아래 기록 전체를 다시 쓰되, "raised arm" 부분만 "lifted arm" 표현으로 바꾸고 나머지는 그대로 두십시오. 답에는 사진을 포함하지 마십시오.

########################################

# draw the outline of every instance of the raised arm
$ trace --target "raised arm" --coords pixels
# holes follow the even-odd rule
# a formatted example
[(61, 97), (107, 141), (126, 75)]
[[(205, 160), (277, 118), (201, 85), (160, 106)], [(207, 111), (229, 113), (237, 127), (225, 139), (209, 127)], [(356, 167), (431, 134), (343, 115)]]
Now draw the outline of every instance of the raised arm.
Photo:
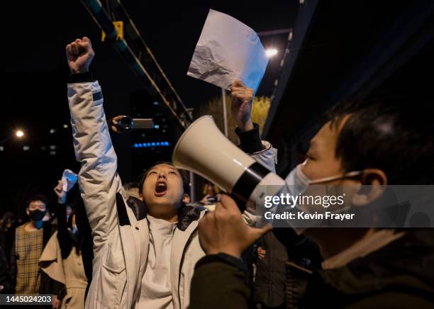
[[(230, 111), (237, 123), (235, 133), (240, 138), (240, 147), (259, 163), (274, 172), (276, 150), (272, 148), (269, 142), (261, 140), (259, 125), (253, 123), (250, 117), (253, 94), (253, 89), (246, 87), (240, 80), (235, 80), (230, 86)], [(255, 206), (247, 203), (247, 206), (243, 213), (243, 218), (247, 224), (252, 225), (257, 220)]]
[(72, 72), (68, 101), (74, 148), (77, 161), (82, 163), (79, 184), (97, 254), (117, 225), (116, 194), (121, 184), (101, 87), (89, 72), (94, 55), (89, 39), (84, 37), (69, 44), (66, 54)]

########################################

_최종 결과_.
# draw the outline of every instance of the lifted arm
$ trace --target "lifted arm" --coords pixels
# holes follow the even-odd rule
# a formatted example
[(61, 97), (107, 141), (126, 75)]
[[(205, 160), (277, 118), (201, 85), (160, 106)], [(207, 111), (229, 113), (237, 127), (225, 139), (209, 127)], [(356, 167), (431, 134), (343, 115)]]
Now draw the outline of every instance of the lifted arm.
Photo:
[[(230, 111), (237, 123), (235, 133), (240, 138), (240, 147), (259, 163), (274, 172), (276, 150), (272, 148), (269, 142), (261, 140), (259, 125), (253, 123), (250, 117), (253, 94), (253, 89), (246, 87), (240, 80), (235, 80), (230, 86)], [(255, 206), (247, 203), (247, 206), (243, 213), (243, 218), (247, 224), (252, 225), (257, 220)]]
[(72, 72), (68, 101), (74, 148), (77, 161), (82, 163), (79, 184), (97, 254), (117, 225), (116, 194), (121, 184), (101, 87), (89, 72), (94, 55), (89, 39), (84, 37), (69, 44), (66, 54)]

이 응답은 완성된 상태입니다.